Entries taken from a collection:
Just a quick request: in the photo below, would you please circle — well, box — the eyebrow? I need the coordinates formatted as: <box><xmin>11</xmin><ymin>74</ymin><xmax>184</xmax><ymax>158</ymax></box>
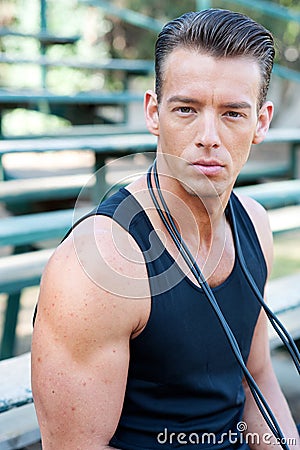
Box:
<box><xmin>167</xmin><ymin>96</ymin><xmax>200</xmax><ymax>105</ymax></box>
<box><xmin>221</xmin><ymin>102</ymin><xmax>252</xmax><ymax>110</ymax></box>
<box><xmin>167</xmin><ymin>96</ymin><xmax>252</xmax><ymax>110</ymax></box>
* * *
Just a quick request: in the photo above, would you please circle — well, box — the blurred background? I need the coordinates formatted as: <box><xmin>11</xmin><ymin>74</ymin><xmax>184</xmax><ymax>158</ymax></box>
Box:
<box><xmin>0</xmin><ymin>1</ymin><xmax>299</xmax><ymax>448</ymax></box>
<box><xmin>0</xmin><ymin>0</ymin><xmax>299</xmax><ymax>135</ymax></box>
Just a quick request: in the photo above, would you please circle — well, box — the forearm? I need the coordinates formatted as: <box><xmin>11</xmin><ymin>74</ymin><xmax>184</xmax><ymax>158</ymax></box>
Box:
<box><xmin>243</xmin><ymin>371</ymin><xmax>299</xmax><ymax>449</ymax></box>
...
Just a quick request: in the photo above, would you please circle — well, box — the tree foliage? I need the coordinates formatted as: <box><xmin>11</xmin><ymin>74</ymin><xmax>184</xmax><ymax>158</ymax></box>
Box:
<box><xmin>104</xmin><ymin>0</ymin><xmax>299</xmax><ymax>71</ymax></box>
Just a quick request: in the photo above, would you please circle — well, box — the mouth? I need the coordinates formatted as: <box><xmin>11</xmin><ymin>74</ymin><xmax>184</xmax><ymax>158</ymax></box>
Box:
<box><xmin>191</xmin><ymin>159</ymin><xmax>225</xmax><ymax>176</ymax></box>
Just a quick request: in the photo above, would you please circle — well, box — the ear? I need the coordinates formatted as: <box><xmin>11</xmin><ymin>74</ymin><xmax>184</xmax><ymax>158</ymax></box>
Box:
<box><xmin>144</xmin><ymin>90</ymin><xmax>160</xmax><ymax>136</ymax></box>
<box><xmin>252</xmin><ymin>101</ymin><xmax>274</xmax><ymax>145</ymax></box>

What you should do: Please report every line among the entries that includes "request".

Output for this exercise:
Just a quick request: in the photo below, would you please circle — well, box — the eyebrow? I need the coordinates formatted as: <box><xmin>11</xmin><ymin>74</ymin><xmax>184</xmax><ymax>158</ymax></box>
Just a quick request: in the photo above, would you please circle — well, box — the blurred background? I need the coordinates formatted as: <box><xmin>11</xmin><ymin>74</ymin><xmax>184</xmax><ymax>158</ymax></box>
Just a quick request: in the photo above, would you please circle — well, box — the forearm? I need the coordinates formatted as: <box><xmin>11</xmin><ymin>74</ymin><xmax>184</xmax><ymax>158</ymax></box>
Just a quick request: in the photo above, would you please circle — well, box — the tree foliage? I need the coordinates formatted as: <box><xmin>11</xmin><ymin>74</ymin><xmax>184</xmax><ymax>158</ymax></box>
Just a quick request: in the photo above, would you please circle — well, box — the mouth? I need the coordinates formatted as: <box><xmin>11</xmin><ymin>74</ymin><xmax>184</xmax><ymax>158</ymax></box>
Just a quick request: in the photo above, would you please circle — well, box — the ear? I need the coordinates formatted as: <box><xmin>11</xmin><ymin>74</ymin><xmax>184</xmax><ymax>158</ymax></box>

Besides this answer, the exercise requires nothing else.